EXERCISE -
Pick out each line in the items below that contains the string "blue" and copy those lines. Match case exactly.

STORED ROWS -
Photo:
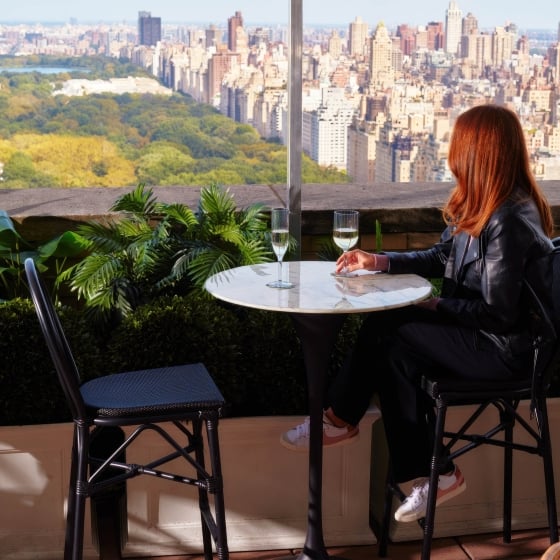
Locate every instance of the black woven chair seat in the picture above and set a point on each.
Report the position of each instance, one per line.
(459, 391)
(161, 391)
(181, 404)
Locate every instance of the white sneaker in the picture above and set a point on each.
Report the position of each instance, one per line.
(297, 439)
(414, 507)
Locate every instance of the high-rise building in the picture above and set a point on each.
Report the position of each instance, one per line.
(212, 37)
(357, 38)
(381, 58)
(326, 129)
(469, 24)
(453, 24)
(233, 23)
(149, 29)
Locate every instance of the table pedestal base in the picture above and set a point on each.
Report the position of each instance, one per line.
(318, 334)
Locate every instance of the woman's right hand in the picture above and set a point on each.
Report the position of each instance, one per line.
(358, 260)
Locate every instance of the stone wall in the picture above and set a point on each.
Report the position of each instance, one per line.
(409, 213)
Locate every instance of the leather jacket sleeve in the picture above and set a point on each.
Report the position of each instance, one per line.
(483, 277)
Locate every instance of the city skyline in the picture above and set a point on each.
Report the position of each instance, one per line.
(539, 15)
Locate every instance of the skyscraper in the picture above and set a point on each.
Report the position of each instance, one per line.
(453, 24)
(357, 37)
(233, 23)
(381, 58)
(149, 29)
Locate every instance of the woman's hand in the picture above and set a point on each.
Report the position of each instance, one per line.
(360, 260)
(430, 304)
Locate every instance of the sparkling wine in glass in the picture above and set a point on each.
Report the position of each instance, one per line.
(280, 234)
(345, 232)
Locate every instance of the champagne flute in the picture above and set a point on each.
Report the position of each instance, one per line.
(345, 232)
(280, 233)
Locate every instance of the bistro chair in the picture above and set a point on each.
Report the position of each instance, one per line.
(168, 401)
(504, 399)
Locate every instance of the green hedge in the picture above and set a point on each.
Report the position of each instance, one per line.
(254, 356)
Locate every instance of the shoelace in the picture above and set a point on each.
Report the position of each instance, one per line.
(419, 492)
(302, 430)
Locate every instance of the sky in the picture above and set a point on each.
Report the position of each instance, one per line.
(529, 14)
---
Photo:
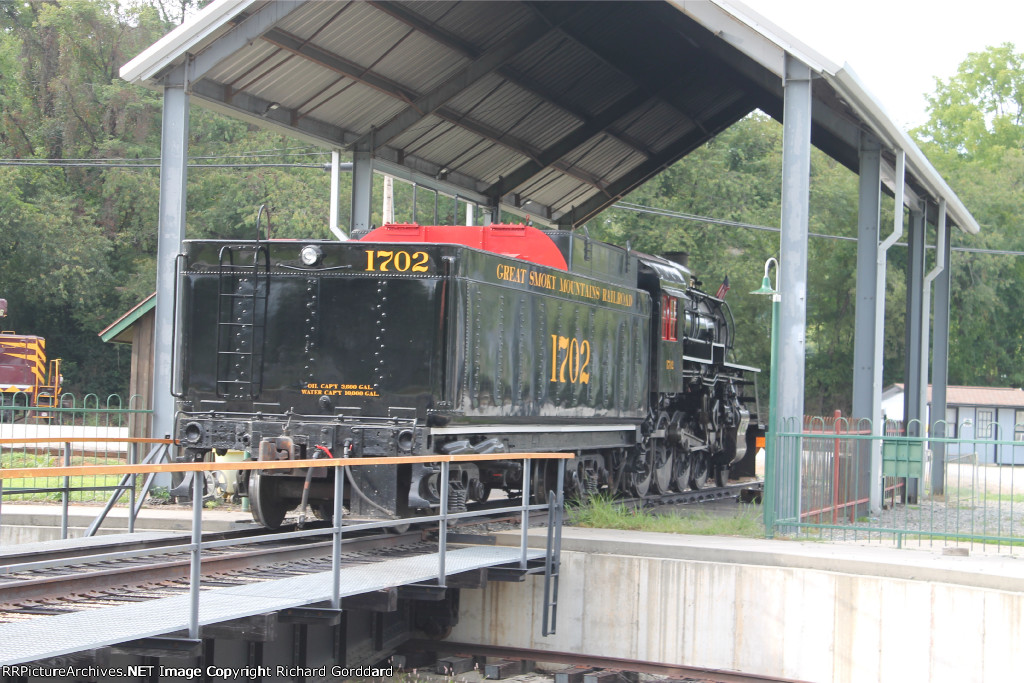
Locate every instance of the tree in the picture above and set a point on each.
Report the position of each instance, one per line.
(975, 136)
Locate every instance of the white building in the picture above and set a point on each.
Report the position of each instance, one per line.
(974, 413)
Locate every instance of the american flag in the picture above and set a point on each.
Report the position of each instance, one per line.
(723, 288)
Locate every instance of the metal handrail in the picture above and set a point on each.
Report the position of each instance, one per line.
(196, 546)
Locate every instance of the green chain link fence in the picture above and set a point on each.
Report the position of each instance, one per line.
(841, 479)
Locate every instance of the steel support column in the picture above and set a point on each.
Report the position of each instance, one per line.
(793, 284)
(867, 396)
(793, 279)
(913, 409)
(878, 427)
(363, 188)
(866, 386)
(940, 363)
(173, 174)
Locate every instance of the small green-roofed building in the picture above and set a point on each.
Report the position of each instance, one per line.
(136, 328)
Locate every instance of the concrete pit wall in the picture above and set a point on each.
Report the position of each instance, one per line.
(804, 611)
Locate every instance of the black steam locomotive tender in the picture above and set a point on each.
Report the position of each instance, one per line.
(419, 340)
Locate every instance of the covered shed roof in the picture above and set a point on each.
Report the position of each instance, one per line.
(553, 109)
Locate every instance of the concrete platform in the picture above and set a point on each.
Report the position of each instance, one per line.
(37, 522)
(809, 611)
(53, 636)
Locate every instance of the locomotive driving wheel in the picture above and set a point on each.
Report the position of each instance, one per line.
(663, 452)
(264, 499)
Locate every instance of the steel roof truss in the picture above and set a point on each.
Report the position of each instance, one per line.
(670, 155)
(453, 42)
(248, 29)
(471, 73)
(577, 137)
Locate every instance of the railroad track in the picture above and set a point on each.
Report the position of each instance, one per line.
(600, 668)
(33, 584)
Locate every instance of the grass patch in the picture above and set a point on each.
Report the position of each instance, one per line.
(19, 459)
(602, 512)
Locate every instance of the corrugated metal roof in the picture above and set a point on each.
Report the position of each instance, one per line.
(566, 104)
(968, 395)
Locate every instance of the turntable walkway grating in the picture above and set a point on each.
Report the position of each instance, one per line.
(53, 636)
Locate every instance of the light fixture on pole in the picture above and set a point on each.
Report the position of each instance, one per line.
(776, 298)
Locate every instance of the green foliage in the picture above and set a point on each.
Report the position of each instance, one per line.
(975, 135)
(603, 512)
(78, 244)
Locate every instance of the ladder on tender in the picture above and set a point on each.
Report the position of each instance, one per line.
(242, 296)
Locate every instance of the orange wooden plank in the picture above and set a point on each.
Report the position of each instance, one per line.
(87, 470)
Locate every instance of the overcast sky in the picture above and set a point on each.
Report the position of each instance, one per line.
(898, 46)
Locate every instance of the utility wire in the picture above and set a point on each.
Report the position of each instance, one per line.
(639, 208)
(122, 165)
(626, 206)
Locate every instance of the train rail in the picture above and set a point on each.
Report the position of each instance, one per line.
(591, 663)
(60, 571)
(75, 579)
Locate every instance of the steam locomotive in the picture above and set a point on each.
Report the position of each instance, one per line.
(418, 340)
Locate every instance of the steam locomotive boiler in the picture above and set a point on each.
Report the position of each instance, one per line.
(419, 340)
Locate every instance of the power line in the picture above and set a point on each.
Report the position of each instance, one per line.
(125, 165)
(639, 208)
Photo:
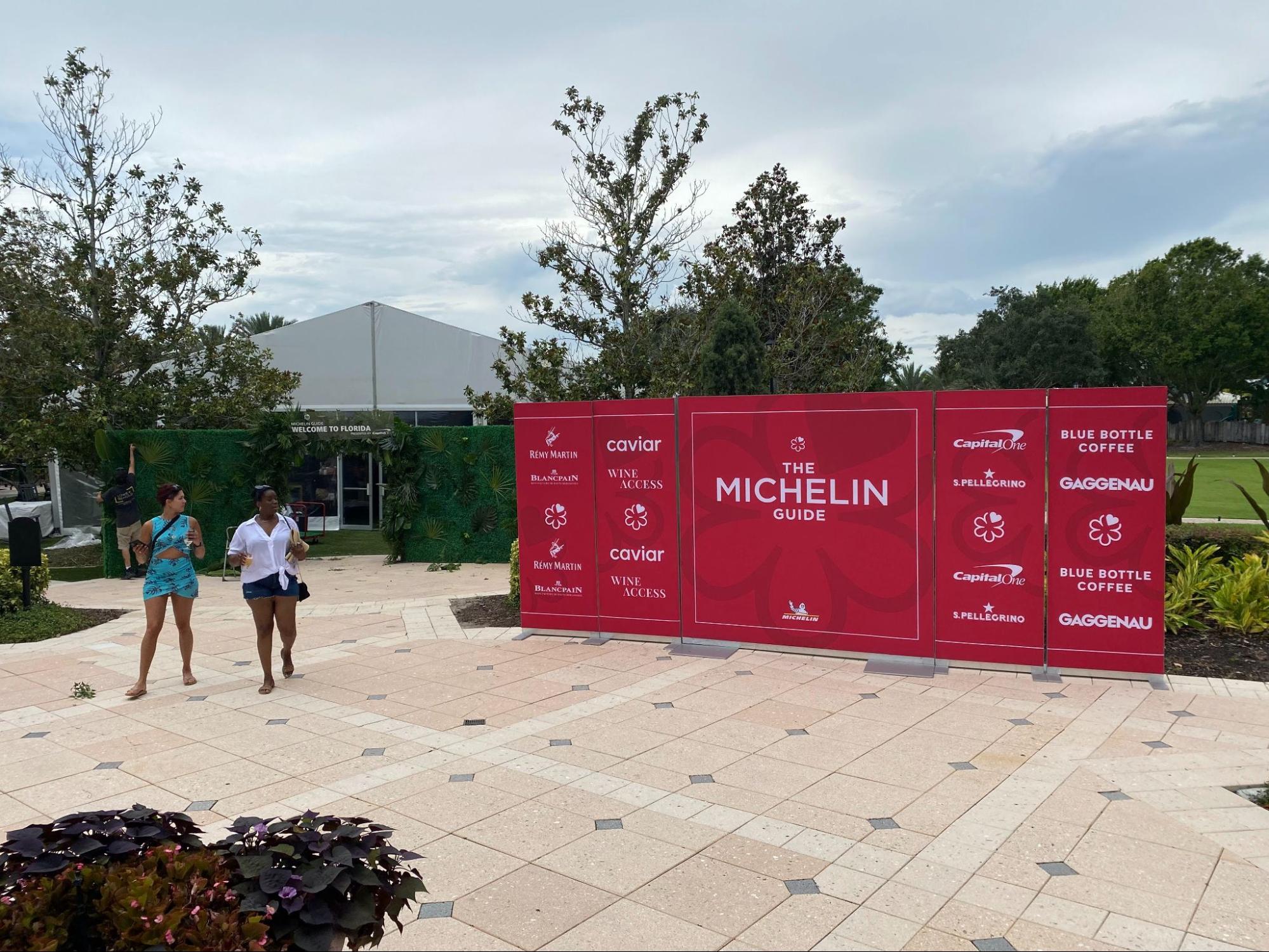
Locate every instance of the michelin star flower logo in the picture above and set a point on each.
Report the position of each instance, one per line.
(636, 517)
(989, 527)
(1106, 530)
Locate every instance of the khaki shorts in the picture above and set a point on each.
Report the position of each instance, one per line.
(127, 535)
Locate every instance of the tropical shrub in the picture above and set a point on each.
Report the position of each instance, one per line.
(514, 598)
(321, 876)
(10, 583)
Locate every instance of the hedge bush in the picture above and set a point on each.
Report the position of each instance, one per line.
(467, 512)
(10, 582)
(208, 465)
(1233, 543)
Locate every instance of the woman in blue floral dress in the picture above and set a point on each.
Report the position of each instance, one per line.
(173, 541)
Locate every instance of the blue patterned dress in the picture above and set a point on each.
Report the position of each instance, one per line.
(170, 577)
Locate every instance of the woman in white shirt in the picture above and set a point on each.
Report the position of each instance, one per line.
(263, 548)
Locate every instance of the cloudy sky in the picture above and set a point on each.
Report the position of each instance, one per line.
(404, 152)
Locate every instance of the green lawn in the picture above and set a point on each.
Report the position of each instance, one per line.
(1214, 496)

EXERCISE OUTPUT -
Locate every instance of the woman in blue floral dress in the picture above and set a point on each.
Locate every instance of the blue patterned dress in the picture above and set a point on each.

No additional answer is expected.